Turn the lines below into a Markdown table with the columns "No." and "Text", one row per line, and skip any blank lines. Leave the pictures out of the table.
------------------------------------------------
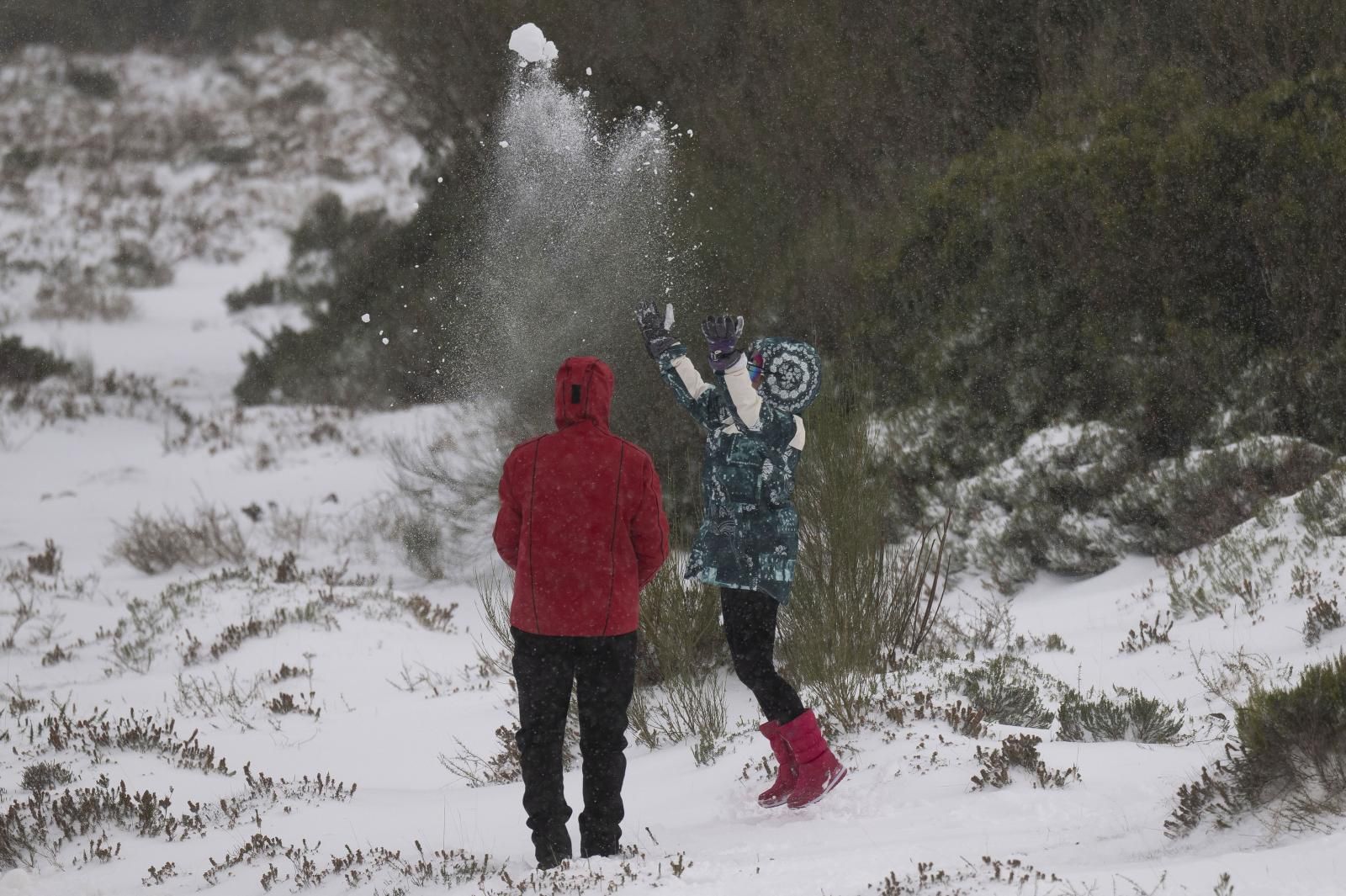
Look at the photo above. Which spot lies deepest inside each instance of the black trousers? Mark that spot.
(602, 671)
(750, 628)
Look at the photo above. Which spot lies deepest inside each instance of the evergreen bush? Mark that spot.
(1009, 691)
(1294, 741)
(22, 365)
(1132, 716)
(858, 602)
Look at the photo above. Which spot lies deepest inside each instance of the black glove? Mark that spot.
(722, 332)
(654, 327)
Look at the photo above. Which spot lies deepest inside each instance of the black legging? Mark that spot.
(750, 628)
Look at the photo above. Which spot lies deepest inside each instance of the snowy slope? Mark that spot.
(908, 801)
(345, 665)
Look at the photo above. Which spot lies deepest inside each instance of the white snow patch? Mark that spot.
(529, 43)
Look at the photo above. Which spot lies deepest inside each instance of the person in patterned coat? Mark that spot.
(749, 541)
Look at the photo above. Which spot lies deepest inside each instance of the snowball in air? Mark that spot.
(529, 42)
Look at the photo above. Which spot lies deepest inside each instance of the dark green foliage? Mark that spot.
(1195, 501)
(92, 82)
(1323, 617)
(1132, 716)
(1060, 299)
(1294, 741)
(858, 603)
(268, 291)
(680, 634)
(1290, 758)
(22, 365)
(1020, 751)
(1007, 691)
(347, 265)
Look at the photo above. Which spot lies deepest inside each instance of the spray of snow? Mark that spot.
(576, 231)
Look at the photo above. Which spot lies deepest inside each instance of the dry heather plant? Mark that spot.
(1013, 873)
(1132, 716)
(1009, 689)
(45, 825)
(209, 537)
(1020, 751)
(448, 486)
(1289, 759)
(1148, 634)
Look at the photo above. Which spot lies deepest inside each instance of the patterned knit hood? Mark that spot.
(793, 373)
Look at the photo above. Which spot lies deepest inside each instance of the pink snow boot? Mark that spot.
(787, 771)
(819, 768)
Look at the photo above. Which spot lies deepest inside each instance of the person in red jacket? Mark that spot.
(582, 525)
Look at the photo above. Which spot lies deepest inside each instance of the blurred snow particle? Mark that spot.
(529, 43)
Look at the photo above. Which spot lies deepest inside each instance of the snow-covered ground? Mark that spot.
(381, 696)
(342, 664)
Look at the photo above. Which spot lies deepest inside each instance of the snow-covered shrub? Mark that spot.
(45, 777)
(1238, 565)
(448, 493)
(22, 363)
(1323, 505)
(680, 633)
(1323, 617)
(1148, 634)
(1132, 716)
(77, 295)
(1020, 751)
(858, 602)
(210, 536)
(1009, 691)
(1292, 743)
(1193, 501)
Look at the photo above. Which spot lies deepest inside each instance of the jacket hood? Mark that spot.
(793, 373)
(583, 392)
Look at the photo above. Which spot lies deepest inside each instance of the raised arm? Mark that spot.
(699, 397)
(740, 397)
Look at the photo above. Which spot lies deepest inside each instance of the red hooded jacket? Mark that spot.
(582, 517)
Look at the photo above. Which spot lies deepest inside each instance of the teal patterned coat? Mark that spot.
(750, 536)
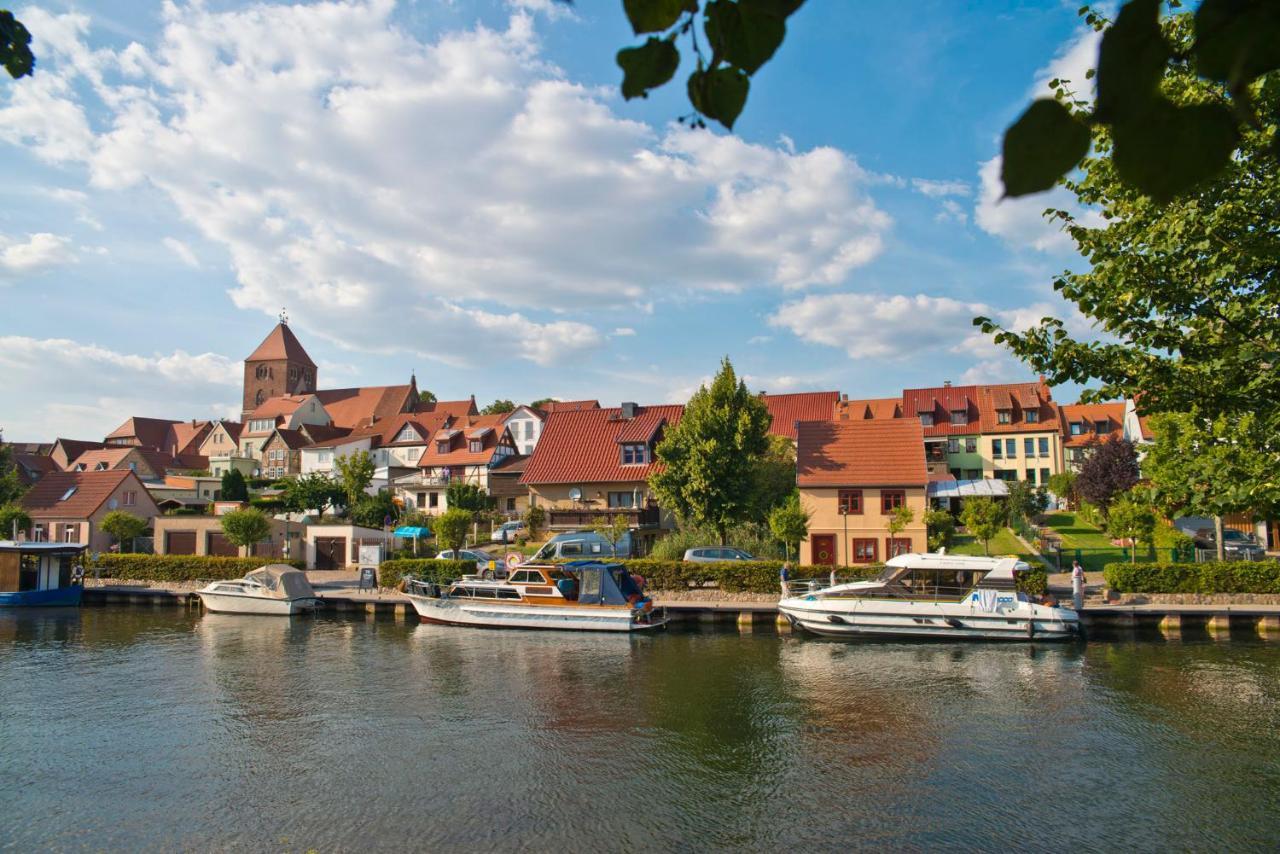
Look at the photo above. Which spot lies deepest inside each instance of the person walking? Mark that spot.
(1078, 581)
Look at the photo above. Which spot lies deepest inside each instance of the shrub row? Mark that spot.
(1212, 576)
(179, 567)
------------------------------------------------
#### Problem solution:
| No. | Text |
|---|---|
| 1 | Look at the photo above. Which spot lies deepest inside each instance of the black trousers? Mark that spot. |
| 2 | (602, 671) |
| 3 | (750, 628) |
| 4 | Look at the photo above. Which spot lies deepest inside each instance of the evergreen bush? Mark that spot. |
| 5 | (1009, 691) |
| 6 | (1294, 741) |
| 7 | (22, 365) |
| 8 | (1132, 716) |
| 9 | (858, 602) |
| 10 | Look at the photo above. Which spot lies deepest inside each instance of the black glove? Mark that spot. |
| 11 | (722, 332) |
| 12 | (654, 327) |
| 13 | Look at the photo above. Which spot lies deepest inside each instance of the black legging? Mark that spot. |
| 14 | (750, 628) |
| 15 | Look at the photo above. Which spot lies deepest inside each instance of the snowy slope? Mark that spot. |
| 16 | (908, 801) |
| 17 | (345, 665) |
| 18 | Look at the photo above. Which spot lies deepest inside each instance of the white snow patch? Mark that spot. |
| 19 | (529, 43) |
| 20 | Look at the photo above. Which spot lies deepest inside each instance of the person in patterned coat? Mark that spot. |
| 21 | (749, 541) |
| 22 | Look at the photo above. Which spot lies deepest inside each instance of the snowball in air? Mark that spot. |
| 23 | (529, 42) |
| 24 | Look at the photo above. Which spot lies deepest inside each instance of the dark green foliage? Mark that spot. |
| 25 | (1195, 501) |
| 26 | (92, 82) |
| 27 | (1323, 617) |
| 28 | (1132, 716) |
| 29 | (1060, 299) |
| 30 | (1294, 741) |
| 31 | (858, 603) |
| 32 | (268, 291) |
| 33 | (680, 634) |
| 34 | (1290, 758) |
| 35 | (22, 365) |
| 36 | (1020, 751) |
| 37 | (1007, 691) |
| 38 | (347, 265) |
| 39 | Look at the photo above. Which spot lies deepest inside each instance of the spray of snow? Mark that spot. |
| 40 | (576, 231) |
| 41 | Look at the photo above. Which spot lies deepest inside each instance of the dry heather plant? Mark that spot. |
| 42 | (1013, 873) |
| 43 | (1132, 716) |
| 44 | (1009, 689) |
| 45 | (45, 825) |
| 46 | (209, 537) |
| 47 | (1020, 751) |
| 48 | (448, 486) |
| 49 | (1289, 759) |
| 50 | (1148, 634) |
| 51 | Look at the photo above. Which spot lies deepest inside each instance of the patterned knit hood? Mark that spot. |
| 52 | (793, 373) |
| 53 | Look at the photo above. Which spot lies deepest inside each instance of the pink snow boot? Mark that spot. |
| 54 | (787, 771) |
| 55 | (819, 768) |
| 56 | Look at the photo above. Which spot lies deepest inside each instance of the person in red jacket? Mark that spot. |
| 57 | (582, 525) |
| 58 | Look at the photo above. Which spot lies deepest inside each instance of the blurred snow particle? Mark that spot. |
| 59 | (529, 43) |
| 60 | Look at the photo above. Which spot lies deepest inside each instance of the snow-covered ground? Mark that spot. |
| 61 | (381, 696) |
| 62 | (342, 664) |
| 63 | Look at the photo above. Which spot lies deepest inside each instance of the snow-covered shrub? Mark that spot. |
| 64 | (45, 777) |
| 65 | (1238, 565) |
| 66 | (448, 493) |
| 67 | (22, 363) |
| 68 | (1323, 505) |
| 69 | (680, 633) |
| 70 | (1323, 617) |
| 71 | (1148, 634) |
| 72 | (1132, 716) |
| 73 | (77, 295) |
| 74 | (1020, 751) |
| 75 | (858, 602) |
| 76 | (210, 536) |
| 77 | (1009, 691) |
| 78 | (1292, 743) |
| 79 | (1193, 501) |
| 80 | Look at the photo above. Which spot lies deepest inside each instance of the jacket hood? Mark that spot. |
| 81 | (793, 373) |
| 82 | (583, 392) |
| 83 | Look at the photo above. Which spot lies deepest inside each instance of the raised arm? Mark that spot. |
| 84 | (699, 397) |
| 85 | (740, 397) |
| 86 | Look at the photo above. Which spot lies deepest inside each instance of the red hooded jacket? Mark that spot. |
| 87 | (582, 517) |
| 88 | Look at the photo above. Which spot lies deepest inside each instance of the teal patterned coat? Mark that spot. |
| 89 | (750, 536) |
| 90 | Look at the photo above. Which spot lies deepest inside each instance of the person walking? Mark that spot. |
| 91 | (1078, 581) |
| 92 | Look at the photo above. Which spot lies deepest inside each instance of the shrub row? Mark that spot. |
| 93 | (1212, 576) |
| 94 | (179, 567) |